● **EXERCISE SET**
a) Answer these questions about the text on protecting Queensland's bananas from a warming climate:
(i) By how many degrees can evaporative cooling lower crop temperatures, according to the research it cites?
(ii) What share of North Queensland growers already have micro-sprinklers installed?
(iii) What does the high humidity of the "sauna effect" promote?
b) Extend the text on protecting Queensland's bananas from a warming climate, picking up after its final sentence.

● **EXCERPT PROVIDED**
Protecting Queensland's Bananas from a Warming Climate
The Challenge
The Heat Threat
Rising global temperatures are causing significant heat stress to banana crops in Queensland. Extreme heat damages fruit quality, reduces yield, and threatens the livelihood of farmers.
Risk of Existing Sprinkler System
Current micro-sprinklers system risk creating a "sauna effect"—high humidity that promotes fungal diseases.
Why We Chose This Path
We don't want to build a system that is too expensive or complex to use. We looked at what farmers already had.
The Opportunity
Research shows evaporative cooling can lower crop temps by 1 to 3 degrees. Better yet, 60% of North Queensland growers already have micro-sprinklers installed—they just don't use them for cooling yet.
The Barrier
Farmers are hesitant to adopt new tech because it's usually expensive and complicated. Risk is a luxury they can't afford. They tend to stick with what they know rather than investing in unproven, costly hardware.
Our Strategy
Instead of asking for new infrastructure, we retrofit existing systems. By automating what they already own, we keep costs low and make cooling feasible. This is the heart of Cool Cool Bananas.
Our Winning Solution
A data-driven ecosystem that integrates real-time climate monitoring with automated cooling logic.

[Stored items]

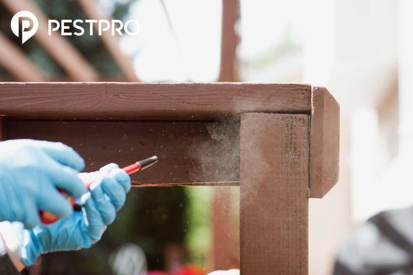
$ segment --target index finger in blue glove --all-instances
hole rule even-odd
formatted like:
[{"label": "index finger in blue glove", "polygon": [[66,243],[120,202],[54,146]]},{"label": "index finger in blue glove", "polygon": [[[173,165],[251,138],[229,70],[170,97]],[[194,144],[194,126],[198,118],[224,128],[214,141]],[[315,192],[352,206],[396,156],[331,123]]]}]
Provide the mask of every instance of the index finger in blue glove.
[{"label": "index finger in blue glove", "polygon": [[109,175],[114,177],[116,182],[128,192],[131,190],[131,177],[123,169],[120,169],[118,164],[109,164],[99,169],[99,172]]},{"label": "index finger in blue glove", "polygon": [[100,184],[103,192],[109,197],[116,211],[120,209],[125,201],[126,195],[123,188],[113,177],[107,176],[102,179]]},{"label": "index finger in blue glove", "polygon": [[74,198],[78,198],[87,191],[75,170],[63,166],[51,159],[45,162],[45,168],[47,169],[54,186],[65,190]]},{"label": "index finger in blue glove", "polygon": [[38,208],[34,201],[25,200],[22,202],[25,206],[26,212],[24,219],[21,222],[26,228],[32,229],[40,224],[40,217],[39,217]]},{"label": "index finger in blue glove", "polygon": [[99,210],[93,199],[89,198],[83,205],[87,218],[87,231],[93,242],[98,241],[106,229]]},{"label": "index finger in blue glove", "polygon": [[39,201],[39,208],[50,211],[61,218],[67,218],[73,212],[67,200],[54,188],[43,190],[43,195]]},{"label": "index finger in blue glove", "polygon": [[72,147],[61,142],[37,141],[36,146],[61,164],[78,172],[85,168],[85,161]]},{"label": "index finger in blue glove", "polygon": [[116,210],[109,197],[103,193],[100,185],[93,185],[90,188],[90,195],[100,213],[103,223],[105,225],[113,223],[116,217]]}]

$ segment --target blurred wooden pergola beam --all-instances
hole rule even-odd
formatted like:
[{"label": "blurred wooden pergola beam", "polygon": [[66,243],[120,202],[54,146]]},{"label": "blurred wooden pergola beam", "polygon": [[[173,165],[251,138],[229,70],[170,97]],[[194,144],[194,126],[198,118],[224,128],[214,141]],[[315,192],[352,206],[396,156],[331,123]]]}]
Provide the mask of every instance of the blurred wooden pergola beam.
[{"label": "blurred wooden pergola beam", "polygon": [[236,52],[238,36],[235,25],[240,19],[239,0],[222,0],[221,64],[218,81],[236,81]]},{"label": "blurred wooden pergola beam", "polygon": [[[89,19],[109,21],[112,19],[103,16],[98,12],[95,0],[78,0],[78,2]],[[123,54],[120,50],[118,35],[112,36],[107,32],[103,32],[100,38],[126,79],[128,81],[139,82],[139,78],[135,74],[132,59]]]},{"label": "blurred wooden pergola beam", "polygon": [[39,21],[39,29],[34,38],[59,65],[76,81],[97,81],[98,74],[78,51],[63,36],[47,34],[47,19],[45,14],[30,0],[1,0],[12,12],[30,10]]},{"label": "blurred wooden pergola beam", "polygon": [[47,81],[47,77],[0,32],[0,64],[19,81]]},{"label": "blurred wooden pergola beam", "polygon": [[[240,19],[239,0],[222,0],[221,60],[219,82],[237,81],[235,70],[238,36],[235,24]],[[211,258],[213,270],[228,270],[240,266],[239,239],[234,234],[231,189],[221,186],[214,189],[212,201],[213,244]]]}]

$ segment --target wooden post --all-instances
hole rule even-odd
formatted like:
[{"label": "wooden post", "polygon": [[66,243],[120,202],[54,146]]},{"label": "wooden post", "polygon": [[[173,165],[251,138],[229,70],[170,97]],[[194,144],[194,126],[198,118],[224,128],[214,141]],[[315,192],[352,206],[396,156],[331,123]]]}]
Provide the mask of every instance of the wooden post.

● **EXPECTED RESPONSES**
a)
(i) 1 to 3 degrees
(ii) 60%
(iii) Fungal diseases

b)
Real-Time Data Triangulation
We aggregate live climate data from three distinct sources to make precise cooling decisions:
- (A) On-site Field Sensors
- (B) Bureau of Meteorology API
- (C) Surrounding Farm Data
Periodic Cooling Logic
Continuous spraying causes fungal issues. Our system utilizes Smart Periodic Cycles. We pulse the cooling on and off to drop the temperature immediately while keeping humidity below the "danger zone" for fungus.
Heat Threshold Alerts
Farmers can't watch screens all day. Our system sends instant alerts when temperature thresholds are breached, allowing for rapid manual intervention if the automated system needs support.
Community Data Grid
Adaptation is a group effort. Our platform allows anonymized data sharing between neighbors, creating a micro-climate map that helps the whole region prepare for heatwaves.